▶ Source data:

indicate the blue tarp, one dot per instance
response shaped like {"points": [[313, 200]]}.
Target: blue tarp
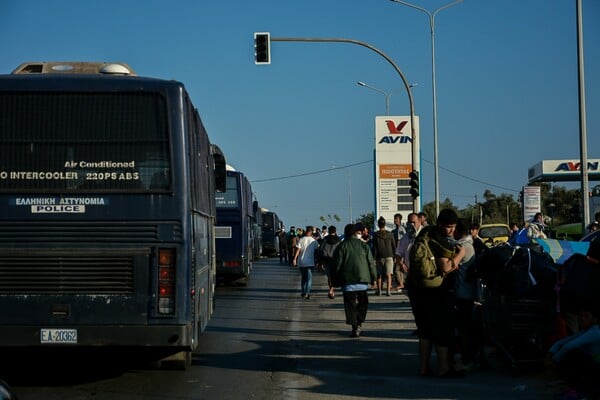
{"points": [[561, 250]]}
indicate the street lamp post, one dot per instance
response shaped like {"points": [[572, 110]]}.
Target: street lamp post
{"points": [[435, 147], [387, 95]]}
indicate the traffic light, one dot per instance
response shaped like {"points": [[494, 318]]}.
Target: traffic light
{"points": [[414, 184], [262, 48]]}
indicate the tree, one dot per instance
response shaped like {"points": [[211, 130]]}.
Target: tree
{"points": [[367, 219], [330, 219]]}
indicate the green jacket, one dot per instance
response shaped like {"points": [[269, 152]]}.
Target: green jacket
{"points": [[354, 263]]}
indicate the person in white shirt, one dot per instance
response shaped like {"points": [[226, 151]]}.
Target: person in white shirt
{"points": [[413, 227], [304, 259]]}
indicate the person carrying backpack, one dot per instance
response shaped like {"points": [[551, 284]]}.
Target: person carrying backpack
{"points": [[433, 255], [325, 257]]}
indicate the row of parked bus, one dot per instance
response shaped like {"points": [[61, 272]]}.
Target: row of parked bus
{"points": [[109, 187], [244, 230]]}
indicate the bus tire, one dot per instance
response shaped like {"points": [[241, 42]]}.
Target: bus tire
{"points": [[178, 361]]}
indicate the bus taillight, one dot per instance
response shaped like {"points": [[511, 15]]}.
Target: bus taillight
{"points": [[166, 281]]}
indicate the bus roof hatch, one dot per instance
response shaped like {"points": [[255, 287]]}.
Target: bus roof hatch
{"points": [[74, 68]]}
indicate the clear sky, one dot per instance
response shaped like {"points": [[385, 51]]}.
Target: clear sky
{"points": [[301, 129]]}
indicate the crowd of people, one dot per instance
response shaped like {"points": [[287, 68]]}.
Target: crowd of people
{"points": [[448, 309]]}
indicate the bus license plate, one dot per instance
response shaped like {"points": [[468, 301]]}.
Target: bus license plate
{"points": [[58, 336]]}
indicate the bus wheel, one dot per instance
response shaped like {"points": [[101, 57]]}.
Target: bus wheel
{"points": [[178, 361]]}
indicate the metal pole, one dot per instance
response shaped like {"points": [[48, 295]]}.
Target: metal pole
{"points": [[582, 125], [387, 96], [407, 86], [434, 96]]}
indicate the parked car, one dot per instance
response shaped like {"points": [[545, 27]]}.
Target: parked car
{"points": [[492, 234], [590, 236]]}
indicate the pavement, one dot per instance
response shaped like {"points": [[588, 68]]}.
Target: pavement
{"points": [[383, 362]]}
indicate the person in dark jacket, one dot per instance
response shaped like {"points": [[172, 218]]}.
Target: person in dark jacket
{"points": [[325, 257], [384, 247], [355, 271]]}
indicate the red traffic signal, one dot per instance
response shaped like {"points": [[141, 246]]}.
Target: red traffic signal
{"points": [[262, 48], [414, 184]]}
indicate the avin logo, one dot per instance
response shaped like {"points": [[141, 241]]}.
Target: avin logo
{"points": [[395, 130]]}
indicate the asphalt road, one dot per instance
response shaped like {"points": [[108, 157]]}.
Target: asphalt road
{"points": [[265, 342]]}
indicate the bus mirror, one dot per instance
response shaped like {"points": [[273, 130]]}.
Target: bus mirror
{"points": [[220, 168]]}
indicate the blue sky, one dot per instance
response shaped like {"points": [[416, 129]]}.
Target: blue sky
{"points": [[301, 128]]}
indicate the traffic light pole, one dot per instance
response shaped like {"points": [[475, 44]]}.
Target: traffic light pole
{"points": [[415, 158]]}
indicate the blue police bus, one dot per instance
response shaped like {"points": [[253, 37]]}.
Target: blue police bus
{"points": [[236, 228], [107, 186]]}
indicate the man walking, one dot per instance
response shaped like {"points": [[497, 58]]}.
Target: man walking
{"points": [[413, 227], [304, 259], [355, 270], [383, 251]]}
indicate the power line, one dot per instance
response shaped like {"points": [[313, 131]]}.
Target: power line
{"points": [[370, 161], [314, 172]]}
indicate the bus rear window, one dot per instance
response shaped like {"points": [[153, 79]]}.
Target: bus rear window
{"points": [[80, 142]]}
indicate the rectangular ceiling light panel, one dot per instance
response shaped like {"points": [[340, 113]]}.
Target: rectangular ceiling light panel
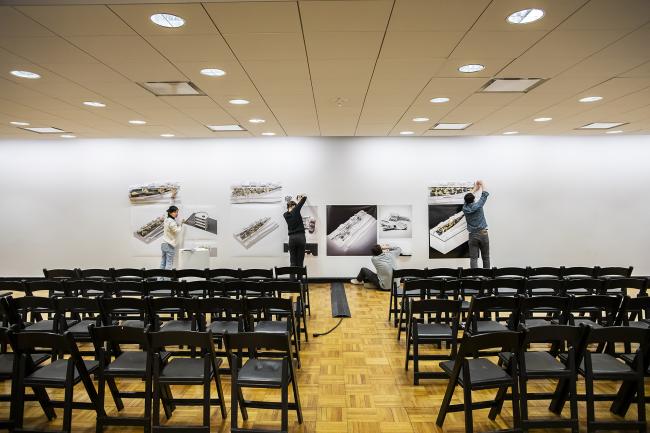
{"points": [[45, 130], [602, 125], [451, 126], [172, 88], [509, 85]]}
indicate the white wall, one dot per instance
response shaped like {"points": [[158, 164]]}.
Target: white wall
{"points": [[554, 200]]}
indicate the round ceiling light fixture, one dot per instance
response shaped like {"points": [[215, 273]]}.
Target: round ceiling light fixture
{"points": [[525, 16], [213, 72], [95, 104], [471, 68], [25, 74], [591, 99], [167, 20]]}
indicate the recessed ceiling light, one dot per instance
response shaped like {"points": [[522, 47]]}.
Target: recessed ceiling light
{"points": [[602, 125], [451, 126], [213, 72], [468, 69], [45, 130], [25, 74], [591, 99], [511, 85], [525, 16], [167, 20], [226, 127]]}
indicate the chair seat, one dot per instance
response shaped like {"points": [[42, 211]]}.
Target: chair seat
{"points": [[221, 327], [604, 364], [261, 371], [483, 326], [274, 326], [7, 363], [434, 330], [482, 373], [185, 370], [176, 325], [55, 373]]}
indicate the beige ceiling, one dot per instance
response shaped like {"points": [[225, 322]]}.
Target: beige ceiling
{"points": [[323, 67]]}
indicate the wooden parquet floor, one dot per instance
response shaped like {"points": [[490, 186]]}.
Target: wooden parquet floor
{"points": [[352, 380]]}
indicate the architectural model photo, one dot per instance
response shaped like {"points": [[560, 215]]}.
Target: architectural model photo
{"points": [[351, 230], [255, 232], [256, 192], [152, 192]]}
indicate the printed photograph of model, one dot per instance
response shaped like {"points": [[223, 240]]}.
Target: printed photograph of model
{"points": [[256, 192], [155, 191], [351, 230]]}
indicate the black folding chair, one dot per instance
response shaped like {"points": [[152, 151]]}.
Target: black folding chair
{"points": [[63, 373], [197, 370], [296, 273], [116, 362], [431, 321], [472, 371], [266, 369]]}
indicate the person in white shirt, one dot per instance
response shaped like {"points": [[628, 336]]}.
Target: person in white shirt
{"points": [[170, 231]]}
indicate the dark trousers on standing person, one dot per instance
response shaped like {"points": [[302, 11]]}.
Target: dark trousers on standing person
{"points": [[367, 276], [479, 241], [297, 249]]}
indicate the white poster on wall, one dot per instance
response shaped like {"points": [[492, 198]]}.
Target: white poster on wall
{"points": [[395, 227], [256, 230]]}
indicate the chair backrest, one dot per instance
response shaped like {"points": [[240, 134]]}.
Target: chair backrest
{"points": [[256, 273], [190, 273], [49, 286], [443, 272], [95, 274], [578, 272], [613, 271], [300, 272], [222, 273], [60, 274], [535, 286], [476, 273], [127, 274], [496, 286], [84, 287], [591, 285], [510, 272], [544, 272], [154, 274]]}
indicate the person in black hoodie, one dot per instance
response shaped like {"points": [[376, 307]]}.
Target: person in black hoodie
{"points": [[296, 231]]}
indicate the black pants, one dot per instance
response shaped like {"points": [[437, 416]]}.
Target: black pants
{"points": [[367, 276], [297, 249]]}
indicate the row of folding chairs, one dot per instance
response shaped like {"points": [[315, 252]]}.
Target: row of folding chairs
{"points": [[566, 352], [437, 321], [467, 288], [139, 353]]}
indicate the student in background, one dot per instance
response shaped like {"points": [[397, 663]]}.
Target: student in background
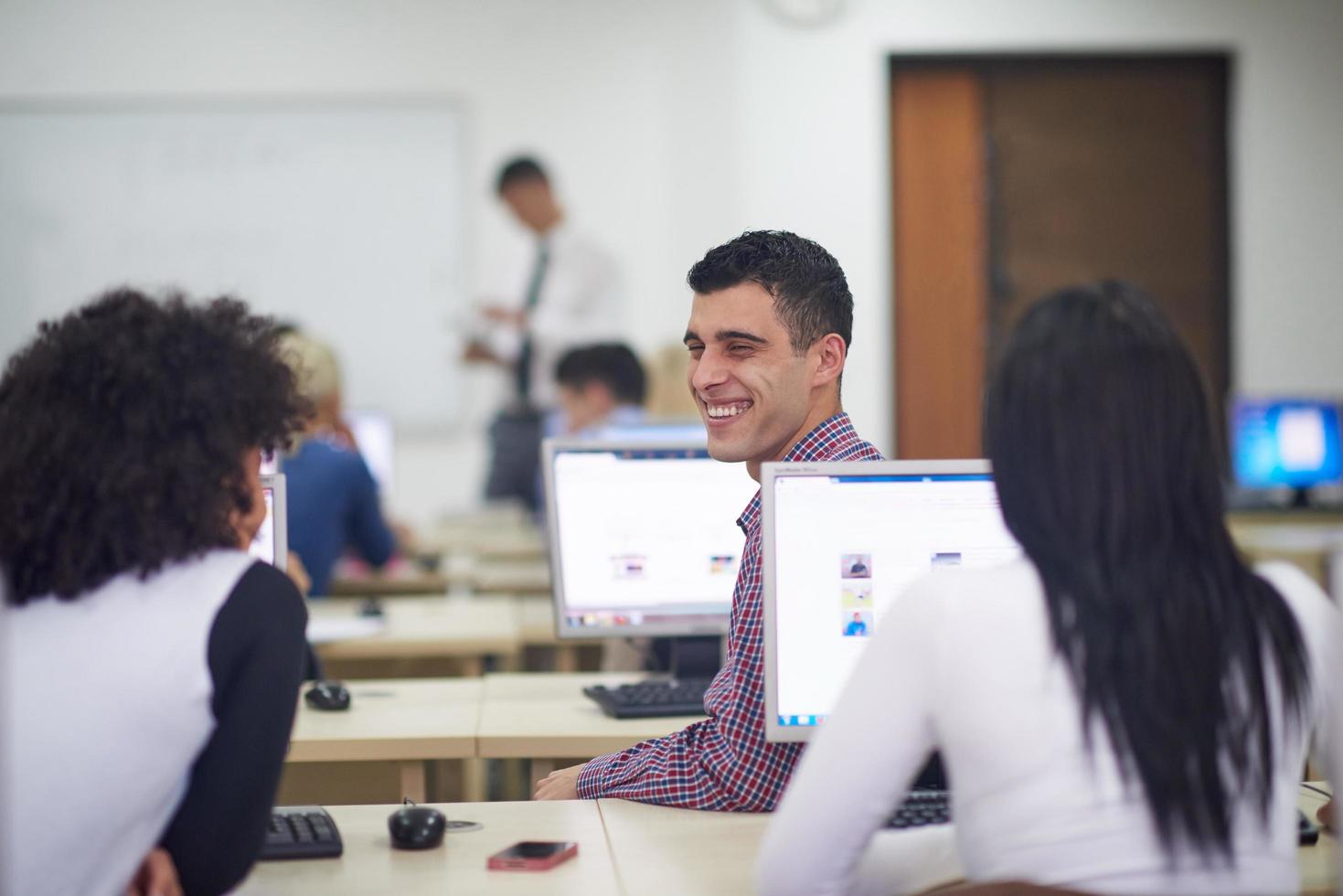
{"points": [[599, 386], [1124, 709], [334, 498], [570, 297], [769, 335], [154, 667]]}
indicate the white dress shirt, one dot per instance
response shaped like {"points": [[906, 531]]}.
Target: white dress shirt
{"points": [[965, 663], [579, 304]]}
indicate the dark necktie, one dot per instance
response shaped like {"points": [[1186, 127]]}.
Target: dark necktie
{"points": [[523, 368]]}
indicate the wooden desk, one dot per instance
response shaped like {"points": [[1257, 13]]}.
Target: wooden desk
{"points": [[371, 865], [510, 577], [544, 716], [508, 536], [403, 579], [461, 629], [536, 629], [404, 721], [624, 848], [1307, 539]]}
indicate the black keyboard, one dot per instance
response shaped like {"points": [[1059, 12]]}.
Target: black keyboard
{"points": [[922, 807], [649, 699], [301, 832]]}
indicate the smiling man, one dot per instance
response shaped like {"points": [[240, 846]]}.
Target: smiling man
{"points": [[769, 335]]}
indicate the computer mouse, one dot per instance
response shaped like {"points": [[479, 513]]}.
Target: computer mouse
{"points": [[328, 695], [417, 827]]}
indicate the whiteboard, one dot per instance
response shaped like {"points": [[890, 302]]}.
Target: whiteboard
{"points": [[346, 218]]}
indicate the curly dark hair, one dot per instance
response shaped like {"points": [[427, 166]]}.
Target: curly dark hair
{"points": [[810, 293], [123, 427]]}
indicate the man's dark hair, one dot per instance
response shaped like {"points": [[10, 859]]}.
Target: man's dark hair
{"points": [[517, 171], [613, 364], [810, 293], [125, 425]]}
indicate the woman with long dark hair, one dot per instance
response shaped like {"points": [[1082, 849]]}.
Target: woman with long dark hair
{"points": [[152, 666], [1124, 709]]}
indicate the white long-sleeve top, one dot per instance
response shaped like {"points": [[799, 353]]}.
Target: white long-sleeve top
{"points": [[964, 663]]}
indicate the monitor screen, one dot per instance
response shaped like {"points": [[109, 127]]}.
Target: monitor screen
{"points": [[272, 540], [644, 538], [657, 432], [841, 541], [1285, 443], [374, 437]]}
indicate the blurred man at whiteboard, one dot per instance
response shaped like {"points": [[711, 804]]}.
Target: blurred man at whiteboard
{"points": [[569, 295]]}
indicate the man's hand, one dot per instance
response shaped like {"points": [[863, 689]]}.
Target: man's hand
{"points": [[480, 354], [506, 316], [156, 876], [561, 784]]}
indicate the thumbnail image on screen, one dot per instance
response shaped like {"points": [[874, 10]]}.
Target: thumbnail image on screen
{"points": [[861, 540], [665, 559], [263, 543]]}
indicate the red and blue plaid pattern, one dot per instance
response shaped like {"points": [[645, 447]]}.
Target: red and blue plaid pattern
{"points": [[724, 762]]}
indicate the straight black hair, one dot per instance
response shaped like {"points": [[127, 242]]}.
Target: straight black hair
{"points": [[1102, 443]]}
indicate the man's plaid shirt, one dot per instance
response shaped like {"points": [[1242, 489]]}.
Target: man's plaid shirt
{"points": [[724, 762]]}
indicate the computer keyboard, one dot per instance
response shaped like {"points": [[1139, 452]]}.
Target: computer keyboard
{"points": [[922, 807], [649, 699], [301, 832]]}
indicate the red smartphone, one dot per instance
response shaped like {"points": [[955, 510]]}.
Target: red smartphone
{"points": [[533, 855]]}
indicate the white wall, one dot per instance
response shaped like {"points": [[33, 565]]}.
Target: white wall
{"points": [[675, 125], [626, 101]]}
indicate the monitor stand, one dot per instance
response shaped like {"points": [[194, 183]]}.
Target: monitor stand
{"points": [[689, 657]]}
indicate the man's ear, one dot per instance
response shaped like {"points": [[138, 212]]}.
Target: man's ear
{"points": [[830, 354]]}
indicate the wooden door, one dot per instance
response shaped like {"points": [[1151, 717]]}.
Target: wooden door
{"points": [[1088, 169]]}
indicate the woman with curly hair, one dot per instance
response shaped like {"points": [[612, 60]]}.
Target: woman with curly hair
{"points": [[154, 666]]}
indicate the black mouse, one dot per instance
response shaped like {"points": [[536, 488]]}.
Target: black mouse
{"points": [[328, 695], [417, 827]]}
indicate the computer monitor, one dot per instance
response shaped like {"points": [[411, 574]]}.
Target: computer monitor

▶ What the task asks: Please copy out, word for word, everything from the line containing "indicate the computer monitor, one" down to the end of the data above.

▶ Answer below:
indicate the computer monitor, one dot per instance
response shaped like {"points": [[411, 574]]}.
Target: computer monitor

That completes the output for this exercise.